Data supplied
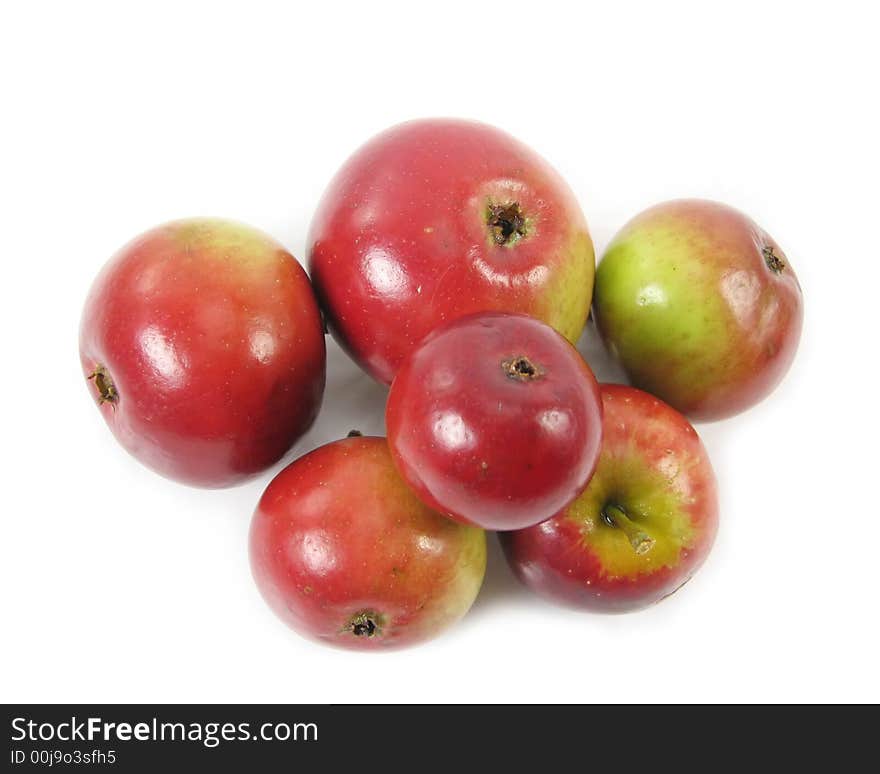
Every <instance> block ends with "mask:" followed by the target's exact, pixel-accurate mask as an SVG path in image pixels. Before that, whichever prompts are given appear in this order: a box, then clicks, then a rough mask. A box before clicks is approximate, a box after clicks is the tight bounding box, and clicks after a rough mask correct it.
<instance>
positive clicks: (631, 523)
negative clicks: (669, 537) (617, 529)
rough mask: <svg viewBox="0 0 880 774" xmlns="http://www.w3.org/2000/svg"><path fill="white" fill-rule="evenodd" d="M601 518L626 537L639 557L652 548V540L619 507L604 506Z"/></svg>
mask: <svg viewBox="0 0 880 774" xmlns="http://www.w3.org/2000/svg"><path fill="white" fill-rule="evenodd" d="M602 518H603V520H604V521H605V523H606V524H608V525H609V526H610V527H617V528H618V529H620V531H621V532H623V534H624V535H626V537H627V539H628V540H629V544H630V545H631V546H632V547H633V551H635V552H636V553H637V554H639V555H640V556H641V555H642V554H646V553H648V551H650V550H651V549H652V548H653V547H654V538H652V537H651V536H650V535H649V534H648V533H647V532H645V531H644V530H643V529H642V528H641V527H639V525H638V524H636V523H635V522H634V521H633V520H632V519H630V518H629V516H627V514H626V511H624V510H623V508H621V507H620V506H619V505H612V504H609V505H606V506H605V507H604V508H603V509H602Z"/></svg>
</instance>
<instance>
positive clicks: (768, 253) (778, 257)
mask: <svg viewBox="0 0 880 774" xmlns="http://www.w3.org/2000/svg"><path fill="white" fill-rule="evenodd" d="M761 254H762V255H763V256H764V262H765V263H766V264H767V268H768V269H770V271H772V272H773V273H774V274H782V271H783V269H785V261H783V260H782V259H781V258H780V257H779V256H778V255H776V251H775V250H774V249H773V245H766V246H765V247H763V248H762V249H761Z"/></svg>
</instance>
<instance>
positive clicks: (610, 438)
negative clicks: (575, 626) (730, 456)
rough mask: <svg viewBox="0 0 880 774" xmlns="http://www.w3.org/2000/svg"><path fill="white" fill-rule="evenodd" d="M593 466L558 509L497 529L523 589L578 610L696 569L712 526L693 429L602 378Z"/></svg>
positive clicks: (708, 547)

Goal of the exercise
Copy word for word every line from the start of the material through the line holding "negative clicks: (669, 537) (617, 529)". The pictures are not part of the copy.

Exercise output
Every <instance> block ends with "mask:" followed by the target's exact, pixel-accurate mask as an SVG path in image pixels. Before that, whichever prompts are given appear in this order: a box, then clicks, then a rough mask. A box before clicks is approximate, a box after clicks is the tight bounding box, and clicks after a rough mask correct it.
<instance>
positive clicks: (631, 523)
negative clicks: (669, 537) (617, 529)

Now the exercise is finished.